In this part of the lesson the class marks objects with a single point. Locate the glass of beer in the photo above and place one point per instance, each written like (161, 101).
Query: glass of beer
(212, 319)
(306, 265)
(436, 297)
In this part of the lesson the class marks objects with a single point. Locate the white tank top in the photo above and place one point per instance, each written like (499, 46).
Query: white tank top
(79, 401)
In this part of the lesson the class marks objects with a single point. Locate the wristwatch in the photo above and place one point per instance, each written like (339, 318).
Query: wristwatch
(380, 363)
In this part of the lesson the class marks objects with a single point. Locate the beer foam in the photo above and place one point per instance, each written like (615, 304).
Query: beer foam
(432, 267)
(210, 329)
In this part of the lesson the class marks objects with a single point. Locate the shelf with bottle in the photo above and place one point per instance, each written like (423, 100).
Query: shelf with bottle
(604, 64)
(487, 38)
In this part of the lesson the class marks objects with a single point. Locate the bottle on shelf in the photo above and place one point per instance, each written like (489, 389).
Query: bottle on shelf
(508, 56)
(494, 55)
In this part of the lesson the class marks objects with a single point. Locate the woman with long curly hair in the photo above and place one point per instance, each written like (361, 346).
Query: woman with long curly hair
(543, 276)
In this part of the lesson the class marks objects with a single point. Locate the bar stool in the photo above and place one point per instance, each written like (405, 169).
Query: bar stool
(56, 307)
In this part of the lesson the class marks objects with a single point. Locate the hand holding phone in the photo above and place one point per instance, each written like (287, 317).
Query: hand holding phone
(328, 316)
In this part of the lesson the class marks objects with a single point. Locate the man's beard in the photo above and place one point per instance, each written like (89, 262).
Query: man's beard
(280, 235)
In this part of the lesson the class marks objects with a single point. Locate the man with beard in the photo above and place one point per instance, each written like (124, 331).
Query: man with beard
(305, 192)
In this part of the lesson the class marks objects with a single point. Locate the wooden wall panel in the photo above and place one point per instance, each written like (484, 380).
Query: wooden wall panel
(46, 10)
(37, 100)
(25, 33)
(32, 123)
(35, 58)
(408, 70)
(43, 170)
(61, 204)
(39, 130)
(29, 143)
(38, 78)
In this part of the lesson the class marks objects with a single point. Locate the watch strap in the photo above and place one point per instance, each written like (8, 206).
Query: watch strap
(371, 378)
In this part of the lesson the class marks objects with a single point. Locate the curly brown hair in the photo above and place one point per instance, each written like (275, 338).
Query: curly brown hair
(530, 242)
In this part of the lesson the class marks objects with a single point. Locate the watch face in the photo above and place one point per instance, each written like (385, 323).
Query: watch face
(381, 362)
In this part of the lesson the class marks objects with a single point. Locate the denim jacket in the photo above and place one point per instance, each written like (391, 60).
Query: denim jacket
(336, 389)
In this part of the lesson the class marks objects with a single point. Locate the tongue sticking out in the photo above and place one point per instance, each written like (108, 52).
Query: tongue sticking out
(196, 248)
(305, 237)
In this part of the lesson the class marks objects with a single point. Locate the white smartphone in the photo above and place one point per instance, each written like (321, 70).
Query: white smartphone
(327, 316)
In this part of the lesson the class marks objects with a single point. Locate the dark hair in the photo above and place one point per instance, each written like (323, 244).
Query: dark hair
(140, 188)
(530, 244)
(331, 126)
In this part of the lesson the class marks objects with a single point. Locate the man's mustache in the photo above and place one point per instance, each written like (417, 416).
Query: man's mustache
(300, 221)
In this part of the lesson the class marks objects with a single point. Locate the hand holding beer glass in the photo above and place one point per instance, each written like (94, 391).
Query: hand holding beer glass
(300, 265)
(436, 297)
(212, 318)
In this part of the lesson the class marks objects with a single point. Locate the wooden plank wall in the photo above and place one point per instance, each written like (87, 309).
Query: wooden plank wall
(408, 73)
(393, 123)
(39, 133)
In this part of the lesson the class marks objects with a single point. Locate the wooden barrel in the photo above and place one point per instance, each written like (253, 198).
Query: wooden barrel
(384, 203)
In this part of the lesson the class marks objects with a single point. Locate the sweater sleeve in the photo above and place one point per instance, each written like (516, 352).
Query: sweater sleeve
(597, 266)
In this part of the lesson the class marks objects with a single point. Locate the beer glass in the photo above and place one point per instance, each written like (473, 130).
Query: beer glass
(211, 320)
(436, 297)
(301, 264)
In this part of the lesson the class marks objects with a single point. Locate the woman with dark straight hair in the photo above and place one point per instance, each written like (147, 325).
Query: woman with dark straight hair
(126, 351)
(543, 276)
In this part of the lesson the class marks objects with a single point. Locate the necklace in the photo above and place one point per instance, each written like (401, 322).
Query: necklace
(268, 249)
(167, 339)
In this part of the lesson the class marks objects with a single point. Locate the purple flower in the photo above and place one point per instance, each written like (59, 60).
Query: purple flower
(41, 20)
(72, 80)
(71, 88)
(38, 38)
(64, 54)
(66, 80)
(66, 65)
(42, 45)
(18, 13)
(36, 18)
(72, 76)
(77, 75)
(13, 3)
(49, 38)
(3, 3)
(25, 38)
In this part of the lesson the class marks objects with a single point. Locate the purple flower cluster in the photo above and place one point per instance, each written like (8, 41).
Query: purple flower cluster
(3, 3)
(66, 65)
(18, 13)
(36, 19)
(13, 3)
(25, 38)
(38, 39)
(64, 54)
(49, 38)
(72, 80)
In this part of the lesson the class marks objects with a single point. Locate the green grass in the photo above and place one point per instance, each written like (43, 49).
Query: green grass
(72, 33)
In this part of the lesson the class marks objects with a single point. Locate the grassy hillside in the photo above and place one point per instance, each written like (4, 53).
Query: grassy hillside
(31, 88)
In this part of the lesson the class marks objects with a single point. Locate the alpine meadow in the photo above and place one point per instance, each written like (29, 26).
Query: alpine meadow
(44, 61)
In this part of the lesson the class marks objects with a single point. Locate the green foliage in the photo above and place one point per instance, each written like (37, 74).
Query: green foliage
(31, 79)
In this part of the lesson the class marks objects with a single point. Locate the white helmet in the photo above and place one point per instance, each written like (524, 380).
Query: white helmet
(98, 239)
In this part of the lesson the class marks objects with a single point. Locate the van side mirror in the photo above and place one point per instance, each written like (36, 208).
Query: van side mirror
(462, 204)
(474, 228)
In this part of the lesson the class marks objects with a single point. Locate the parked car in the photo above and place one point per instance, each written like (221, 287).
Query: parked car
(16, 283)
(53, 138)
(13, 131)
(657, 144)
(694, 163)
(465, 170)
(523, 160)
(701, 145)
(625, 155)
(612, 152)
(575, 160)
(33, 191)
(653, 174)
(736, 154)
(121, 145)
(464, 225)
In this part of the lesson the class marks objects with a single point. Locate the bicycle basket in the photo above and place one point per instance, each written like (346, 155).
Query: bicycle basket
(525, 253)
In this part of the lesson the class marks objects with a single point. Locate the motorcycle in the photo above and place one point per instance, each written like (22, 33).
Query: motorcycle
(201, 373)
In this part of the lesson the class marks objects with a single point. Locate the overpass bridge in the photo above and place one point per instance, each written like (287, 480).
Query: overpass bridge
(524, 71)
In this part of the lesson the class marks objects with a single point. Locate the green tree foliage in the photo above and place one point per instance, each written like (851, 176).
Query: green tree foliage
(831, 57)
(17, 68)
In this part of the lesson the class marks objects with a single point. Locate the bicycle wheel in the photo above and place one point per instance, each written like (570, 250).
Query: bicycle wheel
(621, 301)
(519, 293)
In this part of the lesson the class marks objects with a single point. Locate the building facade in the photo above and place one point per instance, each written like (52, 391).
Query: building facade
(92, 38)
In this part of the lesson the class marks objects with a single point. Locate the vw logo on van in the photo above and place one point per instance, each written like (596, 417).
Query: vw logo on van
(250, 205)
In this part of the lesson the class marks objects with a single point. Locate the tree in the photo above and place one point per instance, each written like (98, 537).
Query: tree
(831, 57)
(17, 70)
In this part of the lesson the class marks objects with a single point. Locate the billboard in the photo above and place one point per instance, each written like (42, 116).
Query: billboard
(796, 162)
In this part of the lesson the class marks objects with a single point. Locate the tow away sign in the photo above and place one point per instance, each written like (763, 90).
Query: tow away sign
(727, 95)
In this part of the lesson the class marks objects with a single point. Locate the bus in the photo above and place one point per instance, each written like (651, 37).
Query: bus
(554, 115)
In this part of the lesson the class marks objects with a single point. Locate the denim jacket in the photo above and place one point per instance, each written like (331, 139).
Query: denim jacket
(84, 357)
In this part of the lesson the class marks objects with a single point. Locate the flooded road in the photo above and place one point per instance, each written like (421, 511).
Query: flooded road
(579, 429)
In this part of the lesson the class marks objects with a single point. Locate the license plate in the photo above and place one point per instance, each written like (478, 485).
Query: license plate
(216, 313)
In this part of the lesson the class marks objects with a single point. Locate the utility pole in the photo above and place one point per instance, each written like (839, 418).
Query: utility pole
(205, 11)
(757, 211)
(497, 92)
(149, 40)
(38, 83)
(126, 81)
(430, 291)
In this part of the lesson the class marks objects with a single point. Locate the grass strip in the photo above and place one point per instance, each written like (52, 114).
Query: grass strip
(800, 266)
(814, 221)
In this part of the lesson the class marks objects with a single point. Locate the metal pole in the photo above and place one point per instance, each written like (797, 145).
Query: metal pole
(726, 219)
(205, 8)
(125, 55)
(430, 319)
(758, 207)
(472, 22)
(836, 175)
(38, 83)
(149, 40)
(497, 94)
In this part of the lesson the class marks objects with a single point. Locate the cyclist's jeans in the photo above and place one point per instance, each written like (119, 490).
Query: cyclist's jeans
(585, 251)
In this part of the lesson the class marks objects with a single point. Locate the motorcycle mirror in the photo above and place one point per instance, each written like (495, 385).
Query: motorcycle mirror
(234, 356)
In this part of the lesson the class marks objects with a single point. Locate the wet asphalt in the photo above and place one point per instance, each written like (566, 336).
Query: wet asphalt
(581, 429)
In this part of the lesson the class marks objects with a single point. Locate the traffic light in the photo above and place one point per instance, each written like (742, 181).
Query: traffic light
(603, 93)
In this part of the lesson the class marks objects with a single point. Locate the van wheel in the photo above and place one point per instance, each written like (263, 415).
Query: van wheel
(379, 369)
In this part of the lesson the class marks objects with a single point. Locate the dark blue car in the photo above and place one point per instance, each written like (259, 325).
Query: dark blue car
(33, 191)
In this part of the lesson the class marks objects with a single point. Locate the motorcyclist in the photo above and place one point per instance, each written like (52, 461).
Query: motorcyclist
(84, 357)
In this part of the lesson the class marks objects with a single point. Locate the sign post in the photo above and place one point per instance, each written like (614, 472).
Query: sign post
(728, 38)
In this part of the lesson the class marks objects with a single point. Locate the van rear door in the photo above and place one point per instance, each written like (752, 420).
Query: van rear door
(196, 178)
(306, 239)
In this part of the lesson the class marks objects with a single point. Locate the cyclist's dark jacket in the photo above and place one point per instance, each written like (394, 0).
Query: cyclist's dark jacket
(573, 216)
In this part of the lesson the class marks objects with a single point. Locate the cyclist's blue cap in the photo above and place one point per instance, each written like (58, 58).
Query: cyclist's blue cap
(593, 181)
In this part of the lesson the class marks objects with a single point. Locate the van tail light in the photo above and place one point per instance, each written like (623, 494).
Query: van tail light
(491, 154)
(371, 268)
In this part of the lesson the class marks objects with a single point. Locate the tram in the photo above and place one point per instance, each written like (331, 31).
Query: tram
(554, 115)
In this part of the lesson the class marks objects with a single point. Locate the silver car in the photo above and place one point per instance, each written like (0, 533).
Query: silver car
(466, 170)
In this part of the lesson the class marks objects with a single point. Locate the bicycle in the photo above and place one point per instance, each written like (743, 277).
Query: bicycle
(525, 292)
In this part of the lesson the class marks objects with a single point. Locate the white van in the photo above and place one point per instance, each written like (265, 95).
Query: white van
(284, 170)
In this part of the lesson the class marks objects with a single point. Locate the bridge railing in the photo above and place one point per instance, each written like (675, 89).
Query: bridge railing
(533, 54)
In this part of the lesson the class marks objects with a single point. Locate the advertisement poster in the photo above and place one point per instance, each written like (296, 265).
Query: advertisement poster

What is needed: Look through the entries above, and wherever a line holds the string "advertisement", copy it.

Result below:
In this part of the lesson the class marks objects with a single point. Locate the advertisement poster in the photo above and place one point per instance, each written like (296, 265).
Query: advertisement poster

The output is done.